Quella che era la mia routine e che per molti continuano ad essere passi che scandiscono una normale giornata di lavoro, da qualche anno, per me, non lo è più. L’ufficio è una stanza di casa che “rubo” al resto della famiglia che nella migliore delle ipotesi non ne può usufruire per 8 ore al giorno (che poi sono almeno 9, se si considera la pausa pranzo).  Lo scambio di convenevoli con i colleghi avviene attraverso gli strumenti tecnologici (Skype, Meet, Teams) e la famosa pausa caffè con i colleghi, oggetto anche di oramai anacronistiche (per me) serie TV, è diventata la pausa in cucina a discutere con moglie e figli sul perché si bevono troppi caffè o si sporca troppo (e poi, chi pulisce?), ma anche sul figlio che non va a scuola per evitare un brutto voto, magari perché non ha studiato.
“Wow!”, “Fantastico!”, “Beato te!”: ecco i commenti di amici e parenti quando descrivi la realtà lavorativa. “Che fortuna! Non hai vincoli di orario”. E questo è esattamente quello che dice l’amministrazione dell’azienda, riservandosi così la facoltà di chiamare il dipendente a qualsiasi ora e in qualsiasi giorno perché sono “un fortunato” non avendo vincoli di orario. Il vantaggio per l’azienda c’è, ma la qualità della vita?
A parole sembra facile dire “spengo il cellulare”, “spengo il pc e se ne parla domani”, ma nei fatti è complicato e non avere a che fare con i colleghi (non solo di lavoro, ma anche di viaggio per me che viaggiavo in treno) può diventare alienante. Certo, c’è di peggio.

• Elenco dei compiti:
**a.** Rispondi a queste domande sul brano sul lavoro da casa:
(i) Quali strumenti tecnologici vengono indicati per lo scambio di convenevoli con i colleghi?
(ii) Per quante ore al giorno, come minimo, la stanza usata come ufficio viene sottratta alla famiglia se si considera la pausa pranzo?
(iii) Con quale mezzo di trasporto si viaggiava prima?
**b.** Trascrivi dal brano sul lavoro da casa il passo che comincia con "Quella che era" e si chiude con "non ha studiato.".

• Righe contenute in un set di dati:
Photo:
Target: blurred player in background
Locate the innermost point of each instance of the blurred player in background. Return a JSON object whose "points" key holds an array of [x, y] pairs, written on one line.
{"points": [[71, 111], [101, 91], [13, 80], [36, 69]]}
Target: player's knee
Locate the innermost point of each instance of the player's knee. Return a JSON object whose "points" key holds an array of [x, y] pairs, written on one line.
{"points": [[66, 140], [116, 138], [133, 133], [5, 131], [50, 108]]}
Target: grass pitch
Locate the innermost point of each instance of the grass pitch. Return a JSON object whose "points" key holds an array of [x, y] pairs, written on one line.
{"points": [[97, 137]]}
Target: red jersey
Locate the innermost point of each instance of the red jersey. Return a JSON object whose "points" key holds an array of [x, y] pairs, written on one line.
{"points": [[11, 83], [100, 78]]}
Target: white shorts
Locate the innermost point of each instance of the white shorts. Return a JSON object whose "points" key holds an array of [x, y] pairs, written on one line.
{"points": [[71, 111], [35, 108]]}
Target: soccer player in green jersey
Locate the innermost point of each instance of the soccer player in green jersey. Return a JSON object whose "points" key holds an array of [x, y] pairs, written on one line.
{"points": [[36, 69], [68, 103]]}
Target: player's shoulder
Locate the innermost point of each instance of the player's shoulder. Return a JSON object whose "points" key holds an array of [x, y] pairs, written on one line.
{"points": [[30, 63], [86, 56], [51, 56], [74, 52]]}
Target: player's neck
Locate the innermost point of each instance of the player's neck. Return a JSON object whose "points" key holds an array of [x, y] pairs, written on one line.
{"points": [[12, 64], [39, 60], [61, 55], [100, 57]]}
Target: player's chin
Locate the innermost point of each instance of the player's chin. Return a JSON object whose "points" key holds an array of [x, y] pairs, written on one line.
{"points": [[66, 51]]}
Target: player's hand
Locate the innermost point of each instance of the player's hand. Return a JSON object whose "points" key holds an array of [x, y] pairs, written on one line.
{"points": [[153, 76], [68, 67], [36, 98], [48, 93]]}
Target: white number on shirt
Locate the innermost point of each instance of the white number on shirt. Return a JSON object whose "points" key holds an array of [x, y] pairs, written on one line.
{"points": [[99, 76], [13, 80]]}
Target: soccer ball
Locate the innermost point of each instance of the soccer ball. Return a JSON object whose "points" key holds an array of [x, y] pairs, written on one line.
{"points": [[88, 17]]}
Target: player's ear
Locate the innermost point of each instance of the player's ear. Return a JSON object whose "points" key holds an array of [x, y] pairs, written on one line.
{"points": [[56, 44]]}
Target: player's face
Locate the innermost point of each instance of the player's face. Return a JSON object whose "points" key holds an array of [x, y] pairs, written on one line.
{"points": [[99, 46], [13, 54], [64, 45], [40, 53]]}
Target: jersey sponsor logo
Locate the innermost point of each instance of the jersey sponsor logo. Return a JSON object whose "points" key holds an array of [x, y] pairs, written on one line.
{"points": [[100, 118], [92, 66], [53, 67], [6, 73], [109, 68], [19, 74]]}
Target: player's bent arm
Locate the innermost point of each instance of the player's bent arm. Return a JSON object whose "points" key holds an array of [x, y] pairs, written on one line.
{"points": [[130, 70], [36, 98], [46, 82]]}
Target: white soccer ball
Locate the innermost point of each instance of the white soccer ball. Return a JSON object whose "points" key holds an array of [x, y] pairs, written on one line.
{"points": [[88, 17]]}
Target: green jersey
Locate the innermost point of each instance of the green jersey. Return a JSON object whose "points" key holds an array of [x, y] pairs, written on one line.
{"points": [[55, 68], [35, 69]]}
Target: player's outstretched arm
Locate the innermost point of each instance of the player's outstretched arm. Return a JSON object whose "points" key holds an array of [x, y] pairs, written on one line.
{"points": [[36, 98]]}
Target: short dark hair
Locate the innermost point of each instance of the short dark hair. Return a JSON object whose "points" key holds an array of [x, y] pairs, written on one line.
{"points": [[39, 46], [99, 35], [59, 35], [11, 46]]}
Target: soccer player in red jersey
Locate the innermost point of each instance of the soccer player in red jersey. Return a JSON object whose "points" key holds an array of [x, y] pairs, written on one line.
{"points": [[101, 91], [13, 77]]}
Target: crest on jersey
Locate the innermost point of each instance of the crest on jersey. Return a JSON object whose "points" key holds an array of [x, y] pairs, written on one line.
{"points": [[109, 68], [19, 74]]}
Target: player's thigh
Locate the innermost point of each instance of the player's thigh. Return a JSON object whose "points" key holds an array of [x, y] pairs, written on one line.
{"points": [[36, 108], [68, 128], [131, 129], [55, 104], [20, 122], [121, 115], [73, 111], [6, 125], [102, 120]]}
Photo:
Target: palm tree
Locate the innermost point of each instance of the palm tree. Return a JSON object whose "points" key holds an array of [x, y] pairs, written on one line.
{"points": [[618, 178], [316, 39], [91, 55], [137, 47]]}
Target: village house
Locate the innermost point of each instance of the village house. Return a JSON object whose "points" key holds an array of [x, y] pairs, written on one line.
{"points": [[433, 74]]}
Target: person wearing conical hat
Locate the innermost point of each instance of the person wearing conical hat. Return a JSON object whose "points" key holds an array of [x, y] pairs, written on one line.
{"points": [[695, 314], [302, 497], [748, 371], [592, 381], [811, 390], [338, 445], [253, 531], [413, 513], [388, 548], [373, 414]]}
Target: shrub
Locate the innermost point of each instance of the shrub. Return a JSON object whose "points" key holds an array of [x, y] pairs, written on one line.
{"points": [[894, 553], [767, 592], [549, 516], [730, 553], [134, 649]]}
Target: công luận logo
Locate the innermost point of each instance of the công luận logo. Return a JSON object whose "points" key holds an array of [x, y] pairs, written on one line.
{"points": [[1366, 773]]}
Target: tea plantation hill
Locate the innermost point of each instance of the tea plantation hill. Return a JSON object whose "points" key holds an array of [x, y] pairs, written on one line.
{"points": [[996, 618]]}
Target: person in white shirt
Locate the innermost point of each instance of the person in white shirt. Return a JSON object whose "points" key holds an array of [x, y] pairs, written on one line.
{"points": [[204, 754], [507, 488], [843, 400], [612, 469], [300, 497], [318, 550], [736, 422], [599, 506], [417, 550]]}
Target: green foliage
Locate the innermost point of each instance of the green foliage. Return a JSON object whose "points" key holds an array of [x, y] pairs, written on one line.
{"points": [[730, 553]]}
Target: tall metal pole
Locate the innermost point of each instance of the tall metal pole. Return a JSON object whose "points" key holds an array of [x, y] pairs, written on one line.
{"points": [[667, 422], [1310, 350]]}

• Soluzioni:
**a.**
(i) Skype, Meet e Teams.
(ii) Almeno 9 ore.
(iii) In treno.

**b.**
Quella che era la mia routine e che per molti continuano ad essere passi che scandiscono una normale giornata di lavoro, da qualche anno, per me, non lo è più. L’ufficio è una stanza di casa che “rubo” al resto della famiglia che nella migliore delle ipotesi non ne può usufruire per 8 ore al giorno (che poi sono almeno 9, se si considera la pausa pranzo).  Lo scambio di convenevoli con i colleghi avviene attraverso gli strumenti tecnologici (Skype, Meet, Teams) e la famosa pausa caffè con i colleghi, oggetto anche di oramai anacronistiche (per me) serie TV, è diventata la pausa in cucina a discutere con moglie e figli sul perché si bevono troppi caffè o si sporca troppo (e poi, chi pulisce?), ma anche sul figlio che non va a scuola per evitare un brutto voto, magari perché non ha studiato.